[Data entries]
↓↓↓

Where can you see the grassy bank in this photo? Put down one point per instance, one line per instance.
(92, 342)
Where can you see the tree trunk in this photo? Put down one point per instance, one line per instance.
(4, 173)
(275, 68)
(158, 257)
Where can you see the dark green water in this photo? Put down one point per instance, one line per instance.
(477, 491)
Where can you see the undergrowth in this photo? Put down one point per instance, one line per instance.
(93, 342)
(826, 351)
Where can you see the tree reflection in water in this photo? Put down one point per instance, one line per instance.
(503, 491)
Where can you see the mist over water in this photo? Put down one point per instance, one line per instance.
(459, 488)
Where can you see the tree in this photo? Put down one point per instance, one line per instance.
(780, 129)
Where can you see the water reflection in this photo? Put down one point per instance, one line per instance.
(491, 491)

↑↑↑

Put every line of the material above into a JSON list of strings, with one string per line and any blank lines left out.

◆ **ANSWER TO THE PROBLEM**
[
  "Where can you see the grassy bank in this photo? Put down one point per instance, one line per instance.",
  "(92, 342)",
  "Where can you see the tree trunk in this photo? Put down one point per instance, one line per instance.",
  "(4, 173)",
  "(275, 68)",
  "(158, 257)",
  "Where can you see the dark green water in this photo? Put down one point per instance, one line per instance.",
  "(477, 491)",
  "Where can you see the undergrowth in this photo? Put down one point per instance, one line per instance.",
  "(93, 342)",
  "(826, 351)",
  "Where can you see the tree reflection in water in this photo? Put down one point per instance, one line per instance.",
  "(503, 491)",
  "Where can you see the mist over water in this photo? Put down one point per instance, one line per instance.",
  "(459, 488)",
  "Where can you see the tree in this photo? Put down one point per instance, one line per instance.",
  "(780, 129)",
  "Where can you see the water reflection in this photo? Put down one point per instance, one line per instance.",
  "(491, 491)"
]